Vorliegender Text =

---

Gericht: Oberlandesgericht Schleswig
Beschluss verkündet am 13.07.2000
Aktenzeichen: 2 W 105/00
Rechtsgebiete: BVorm VG


Vorschriften:

BVorm VG § 1
Die Ausbildung zum Pastor am Theologischen Seminar des Bundes Evangelisch-Freikirchlicher Gemeinden steht im Sinn des BVormVG einer abgeschlossenen Hochschulausbildung gleich.

SchlHOLG, 2. ZS. Beschluß vom 13. Juli 2000, - 2 W 105/00 -


Beschluß

2 W 105/00 7 T 233/00 LG Lübeck 4 XVII 5796 AG Lübeck

In der Betreuungssache

betreffend die am 15.6.1939 geborene Frau ...

beteiligt:

1. Herr ...

2. Bezirksrevisor bei dem Landgericht, Am Burgfeld 7, 23568 Lübeck,

hat der 2. Zivilsenat des Schleswig-Holsteinischen Oberlandesgerichts in Schleswig auf die sofortige weitere Beschwerde des Beteiligten zu 2. vom 26.6.2000 gegen den Beschluß der 7. Zivilkammer des Landgerichts Lübeck vom 19.6.2000 durch die Richter Lindemann, Schupp und Stapel am 13.7.2000

beschlossen:

Tenor:

Die sofortige weitere Beschwerde wird zurückgewiesen.

---

Vorliegende Zeilen =

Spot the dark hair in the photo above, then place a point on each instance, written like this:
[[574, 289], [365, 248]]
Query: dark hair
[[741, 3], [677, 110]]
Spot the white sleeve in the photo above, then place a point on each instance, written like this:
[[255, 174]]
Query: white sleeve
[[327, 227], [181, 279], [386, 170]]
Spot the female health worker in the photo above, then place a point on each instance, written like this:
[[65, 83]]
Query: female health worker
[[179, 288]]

---

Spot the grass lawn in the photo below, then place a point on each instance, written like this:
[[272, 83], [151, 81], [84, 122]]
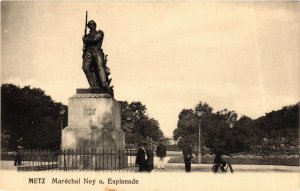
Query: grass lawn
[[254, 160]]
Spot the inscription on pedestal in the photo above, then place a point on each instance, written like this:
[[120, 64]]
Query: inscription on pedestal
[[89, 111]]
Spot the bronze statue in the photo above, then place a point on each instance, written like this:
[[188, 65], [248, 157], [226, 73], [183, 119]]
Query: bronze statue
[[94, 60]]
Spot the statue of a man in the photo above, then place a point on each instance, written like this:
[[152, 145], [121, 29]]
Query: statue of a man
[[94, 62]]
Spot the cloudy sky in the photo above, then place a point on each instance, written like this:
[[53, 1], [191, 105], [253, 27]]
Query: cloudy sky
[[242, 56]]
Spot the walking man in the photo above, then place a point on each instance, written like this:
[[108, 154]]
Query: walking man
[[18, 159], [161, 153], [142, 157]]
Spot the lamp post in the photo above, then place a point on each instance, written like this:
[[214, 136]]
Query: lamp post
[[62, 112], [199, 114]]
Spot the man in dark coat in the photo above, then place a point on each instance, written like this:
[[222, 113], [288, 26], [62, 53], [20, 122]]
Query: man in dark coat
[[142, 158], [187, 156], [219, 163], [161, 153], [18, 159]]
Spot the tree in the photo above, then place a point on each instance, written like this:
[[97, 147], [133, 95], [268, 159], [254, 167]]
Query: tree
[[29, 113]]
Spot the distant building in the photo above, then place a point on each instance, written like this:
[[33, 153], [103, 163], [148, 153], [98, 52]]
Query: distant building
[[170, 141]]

---

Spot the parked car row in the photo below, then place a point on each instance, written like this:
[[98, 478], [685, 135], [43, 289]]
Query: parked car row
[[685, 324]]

---

Vorgegebenes Ziel =
Bearbeite den Abschnitt des Gerichtsbeschlusses, der mit den Worten „BVorm VG § 1“ beginnt und mit „geborene Frau ...“ endet: Gib ihn wieder und setze dabei „Prediger“ an die Stelle von „Pastor“. Die Zeilen sind hierfür ohne Bedeutung.

Schriftliche Antwort =
BVorm VG § 1
Die Ausbildung zum Prediger am Theologischen Seminar des Bundes Evangelisch-Freikirchlicher Gemeinden steht im Sinn des BVormVG einer abgeschlossenen Hochschulausbildung gleich.

SchlHOLG, 2. ZS. Beschluß vom 13. Juli 2000, - 2 W 105/00 -


Beschluß

2 W 105/00 7 T 233/00 LG Lübeck 4 XVII 5796 AG Lübeck

In der Betreuungssache

betreffend die am 15.6.1939 geborene Frau ...